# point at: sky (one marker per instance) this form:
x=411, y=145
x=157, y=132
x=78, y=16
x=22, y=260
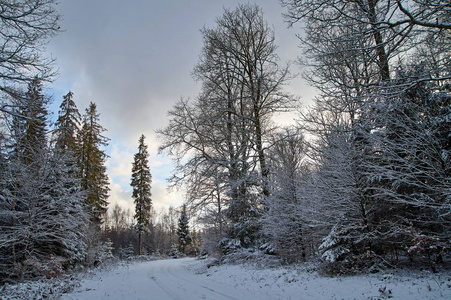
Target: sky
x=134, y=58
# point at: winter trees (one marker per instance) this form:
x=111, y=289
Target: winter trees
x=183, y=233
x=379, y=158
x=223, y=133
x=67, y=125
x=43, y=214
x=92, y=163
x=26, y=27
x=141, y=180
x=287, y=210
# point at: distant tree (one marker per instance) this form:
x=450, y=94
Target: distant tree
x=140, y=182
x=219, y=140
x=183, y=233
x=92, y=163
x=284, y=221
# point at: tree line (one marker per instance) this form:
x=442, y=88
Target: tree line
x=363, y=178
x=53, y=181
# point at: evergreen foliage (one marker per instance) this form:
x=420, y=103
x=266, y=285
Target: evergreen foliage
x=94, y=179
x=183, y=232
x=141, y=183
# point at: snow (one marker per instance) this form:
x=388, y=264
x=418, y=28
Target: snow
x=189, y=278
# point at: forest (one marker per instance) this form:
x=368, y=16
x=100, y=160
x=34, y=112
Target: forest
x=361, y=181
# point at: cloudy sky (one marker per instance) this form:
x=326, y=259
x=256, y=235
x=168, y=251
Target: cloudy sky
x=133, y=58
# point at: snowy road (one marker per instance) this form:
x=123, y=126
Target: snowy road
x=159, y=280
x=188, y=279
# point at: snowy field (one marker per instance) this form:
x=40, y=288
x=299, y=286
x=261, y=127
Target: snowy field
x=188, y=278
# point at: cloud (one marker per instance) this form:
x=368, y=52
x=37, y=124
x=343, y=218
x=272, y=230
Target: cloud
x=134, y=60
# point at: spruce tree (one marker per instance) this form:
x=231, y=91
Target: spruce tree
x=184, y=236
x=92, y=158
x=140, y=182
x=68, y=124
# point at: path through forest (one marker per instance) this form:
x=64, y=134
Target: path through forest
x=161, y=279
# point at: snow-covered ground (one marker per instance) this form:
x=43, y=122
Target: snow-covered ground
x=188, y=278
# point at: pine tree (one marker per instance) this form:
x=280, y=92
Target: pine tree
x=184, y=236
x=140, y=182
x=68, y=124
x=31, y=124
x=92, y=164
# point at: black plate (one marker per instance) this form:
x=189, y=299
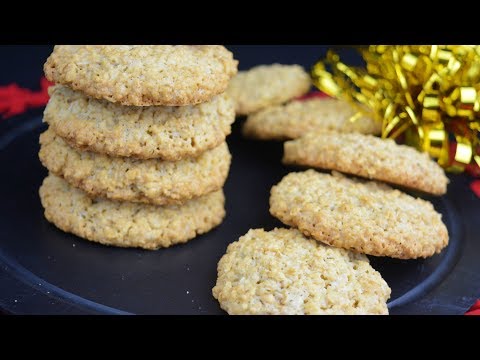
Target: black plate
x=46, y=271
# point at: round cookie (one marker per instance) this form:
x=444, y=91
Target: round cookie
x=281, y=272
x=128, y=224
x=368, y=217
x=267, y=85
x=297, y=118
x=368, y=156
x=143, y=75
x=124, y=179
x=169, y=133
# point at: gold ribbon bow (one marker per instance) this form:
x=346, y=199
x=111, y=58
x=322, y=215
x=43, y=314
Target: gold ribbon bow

- - -

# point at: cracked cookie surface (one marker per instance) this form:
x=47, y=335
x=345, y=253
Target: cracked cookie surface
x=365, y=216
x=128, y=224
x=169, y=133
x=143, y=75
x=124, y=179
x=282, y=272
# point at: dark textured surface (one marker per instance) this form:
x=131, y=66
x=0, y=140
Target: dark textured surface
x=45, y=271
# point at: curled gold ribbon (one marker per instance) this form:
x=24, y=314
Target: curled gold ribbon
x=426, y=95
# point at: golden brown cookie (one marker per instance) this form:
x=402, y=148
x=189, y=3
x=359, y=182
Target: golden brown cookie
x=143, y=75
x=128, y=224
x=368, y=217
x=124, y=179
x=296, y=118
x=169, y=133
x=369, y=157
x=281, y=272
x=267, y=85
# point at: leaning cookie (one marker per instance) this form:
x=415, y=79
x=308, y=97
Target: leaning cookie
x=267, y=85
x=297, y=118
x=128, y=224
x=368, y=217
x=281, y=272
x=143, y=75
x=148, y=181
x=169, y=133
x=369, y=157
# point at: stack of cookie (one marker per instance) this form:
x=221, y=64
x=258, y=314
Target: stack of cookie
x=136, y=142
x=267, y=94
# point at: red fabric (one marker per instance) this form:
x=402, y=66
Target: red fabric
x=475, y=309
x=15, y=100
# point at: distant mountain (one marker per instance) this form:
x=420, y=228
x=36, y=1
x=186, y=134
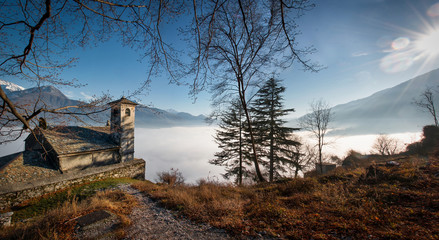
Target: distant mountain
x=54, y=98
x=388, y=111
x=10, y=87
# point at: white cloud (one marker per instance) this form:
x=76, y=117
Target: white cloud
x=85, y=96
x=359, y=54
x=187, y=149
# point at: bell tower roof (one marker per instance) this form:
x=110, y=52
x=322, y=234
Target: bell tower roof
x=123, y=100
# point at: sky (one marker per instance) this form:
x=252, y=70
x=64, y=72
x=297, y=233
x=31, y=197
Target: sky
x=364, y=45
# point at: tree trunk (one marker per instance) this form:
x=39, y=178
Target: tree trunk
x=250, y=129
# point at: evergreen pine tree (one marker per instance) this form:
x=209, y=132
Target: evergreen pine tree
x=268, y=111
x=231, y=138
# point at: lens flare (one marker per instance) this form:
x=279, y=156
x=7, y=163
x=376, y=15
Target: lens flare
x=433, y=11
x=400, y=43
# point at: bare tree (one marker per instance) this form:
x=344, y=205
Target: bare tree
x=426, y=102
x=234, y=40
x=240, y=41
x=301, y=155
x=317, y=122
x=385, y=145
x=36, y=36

- - -

**WORK TO COMPLETE**
Please count the lines above that contain the word "ground" and give only the number.

**RESPONSE TO THIS EXERCISE**
2